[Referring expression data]
[Start of section]

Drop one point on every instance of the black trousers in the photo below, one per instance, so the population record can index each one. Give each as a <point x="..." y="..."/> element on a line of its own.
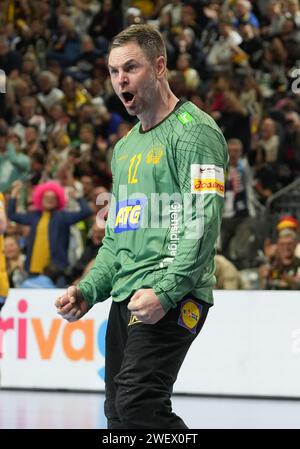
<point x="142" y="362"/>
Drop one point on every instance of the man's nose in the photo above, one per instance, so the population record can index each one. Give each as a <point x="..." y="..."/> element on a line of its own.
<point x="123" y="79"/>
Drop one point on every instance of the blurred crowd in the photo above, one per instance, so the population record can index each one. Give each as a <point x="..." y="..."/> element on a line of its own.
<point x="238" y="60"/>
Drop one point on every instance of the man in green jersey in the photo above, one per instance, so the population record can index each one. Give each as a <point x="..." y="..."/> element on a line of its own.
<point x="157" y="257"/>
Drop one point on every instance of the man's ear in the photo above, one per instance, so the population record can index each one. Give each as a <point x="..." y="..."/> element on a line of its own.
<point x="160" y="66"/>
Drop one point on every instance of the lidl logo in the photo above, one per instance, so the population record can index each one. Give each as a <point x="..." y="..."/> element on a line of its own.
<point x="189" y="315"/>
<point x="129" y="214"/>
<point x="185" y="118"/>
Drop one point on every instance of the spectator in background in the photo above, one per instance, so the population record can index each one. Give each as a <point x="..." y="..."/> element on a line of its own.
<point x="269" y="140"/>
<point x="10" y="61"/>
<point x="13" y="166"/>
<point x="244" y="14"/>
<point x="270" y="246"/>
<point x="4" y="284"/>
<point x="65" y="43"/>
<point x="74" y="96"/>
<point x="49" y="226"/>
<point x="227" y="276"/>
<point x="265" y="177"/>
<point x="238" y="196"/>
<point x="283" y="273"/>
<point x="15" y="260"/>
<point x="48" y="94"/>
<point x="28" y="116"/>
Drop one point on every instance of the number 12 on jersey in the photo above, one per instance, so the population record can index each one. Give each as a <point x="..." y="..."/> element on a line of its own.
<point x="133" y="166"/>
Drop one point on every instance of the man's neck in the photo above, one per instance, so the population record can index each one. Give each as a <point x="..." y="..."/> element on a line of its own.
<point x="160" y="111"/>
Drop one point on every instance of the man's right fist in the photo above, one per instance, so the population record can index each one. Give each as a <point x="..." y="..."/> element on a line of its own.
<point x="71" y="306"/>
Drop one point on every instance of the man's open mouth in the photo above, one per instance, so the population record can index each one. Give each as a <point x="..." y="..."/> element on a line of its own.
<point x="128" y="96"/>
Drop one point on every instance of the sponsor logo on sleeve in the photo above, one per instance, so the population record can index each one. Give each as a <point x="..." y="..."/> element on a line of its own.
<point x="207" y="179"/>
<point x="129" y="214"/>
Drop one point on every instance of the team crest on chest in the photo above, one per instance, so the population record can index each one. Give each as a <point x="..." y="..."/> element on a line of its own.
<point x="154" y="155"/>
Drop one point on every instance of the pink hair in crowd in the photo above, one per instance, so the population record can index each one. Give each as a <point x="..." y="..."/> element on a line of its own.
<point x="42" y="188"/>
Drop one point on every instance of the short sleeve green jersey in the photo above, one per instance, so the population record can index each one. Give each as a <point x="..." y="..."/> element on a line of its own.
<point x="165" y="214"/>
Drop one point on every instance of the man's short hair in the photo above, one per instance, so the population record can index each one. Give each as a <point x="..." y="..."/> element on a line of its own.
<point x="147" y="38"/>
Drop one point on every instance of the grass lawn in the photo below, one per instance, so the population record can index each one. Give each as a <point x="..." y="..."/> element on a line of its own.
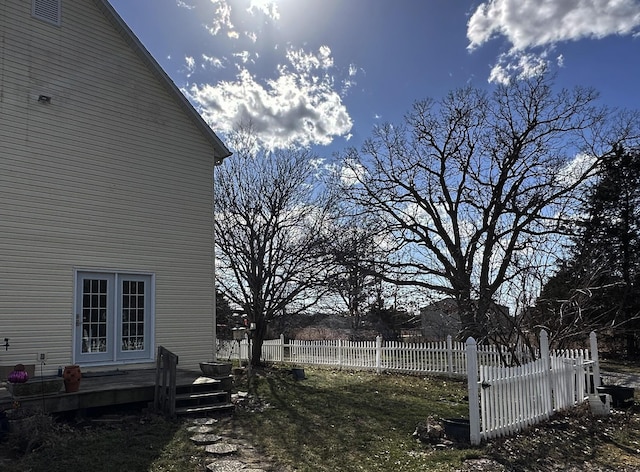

[End of section]

Assignment.
Your answer must be the records above, word for word, with no pictures.

Output for this exercise.
Drop one point on every instance of the black trousers in the photo below, one per instance, so the population record can index each one. Give each as a <point x="..." y="..."/> element on a line of its own.
<point x="142" y="362"/>
Drop one point on every instance of the man's nose in the photo above, one per instance, so the population record can index each one. Give each as a <point x="..." y="..."/> element on a line of its own.
<point x="123" y="79"/>
Drop one point on every instance of the blurred crowd in the photo above, one per instance, so the population record can index each one. Give each as a <point x="..." y="..."/> element on a line of its own.
<point x="238" y="60"/>
Drop one point on every instance of the man in green jersey in the photo above, one per instance, so the population record can index each one. Give each as a <point x="..." y="..."/> element on a line of its own.
<point x="157" y="257"/>
Drop one point on every instance of the man's ear in the photo above, one per instance, so the population record can index each one. Give each as a <point x="..." y="..."/> element on a line of its own.
<point x="160" y="66"/>
Drop one point on every instance of the lidl logo in the photo above, one per instance, so the population record can index each one. Give each as a <point x="..." y="..."/> element on a line of its own.
<point x="189" y="315"/>
<point x="129" y="214"/>
<point x="185" y="118"/>
Drop one point on every instance of the spectator in background in the photo above, one per instance, so the population record can index each one. Give each as a <point x="..." y="..."/> element on a line of its own.
<point x="269" y="140"/>
<point x="10" y="61"/>
<point x="13" y="166"/>
<point x="244" y="14"/>
<point x="270" y="246"/>
<point x="4" y="284"/>
<point x="65" y="43"/>
<point x="74" y="96"/>
<point x="49" y="226"/>
<point x="227" y="276"/>
<point x="265" y="177"/>
<point x="238" y="196"/>
<point x="283" y="273"/>
<point x="15" y="260"/>
<point x="48" y="94"/>
<point x="28" y="116"/>
Drop one point on every instance of the number 12 on jersey in the photo above, one per instance, so the population record can index each one. Give each as a <point x="..." y="..."/> element on a line of its own.
<point x="133" y="166"/>
Drop one point on every instance of the man's neck in the photo above, one per instance, so the population record can index each one. Give each as a <point x="..." y="..."/> element on a line of its own.
<point x="160" y="111"/>
Drop one point on every instance of the man's right fist in the photo above, one per instance, so the population record can index each one. Give each as a <point x="..." y="..."/> element on a line of its own.
<point x="71" y="306"/>
Drop one point on every instance of the man's open mouth in the photo above, one per instance, so the population record can index each one. Give each as a <point x="..." y="..."/> element on a line of its own.
<point x="128" y="96"/>
Drop one point on every instance of the sponsor logo on sleeve in the photo above, one per instance, so the population record can index each one. Give each as a <point x="..." y="..."/> element on a line of its own.
<point x="207" y="179"/>
<point x="129" y="214"/>
Drop one point on every instance of the team crest on chest in the photo above, one per instance, so the population record can index each one. Give each as a <point x="..." y="..."/> element on a line of its own.
<point x="154" y="155"/>
Drop one point on every instance of the pink hair in crowd in the photo above, one per instance, so the population record can index each one. Give each as a <point x="..." y="..."/> element on a line of its own.
<point x="42" y="188"/>
Drop one point on every instance of the short sleeve green jersey in the photo above, one per instance, so the population record can index each one. Give each as a <point x="..." y="..."/> element on a line of its own.
<point x="165" y="214"/>
Drop one point on every instance of the man's short hair in the photo above, one per instance, so the population record can index each one. Give each as a <point x="..." y="..."/> element on a line of its own.
<point x="147" y="38"/>
Drop one point on every instance of the grass lawn in the photo below, one per instance, so the population record can index each one. Give each as a <point x="..." y="..."/> element on a line of its own.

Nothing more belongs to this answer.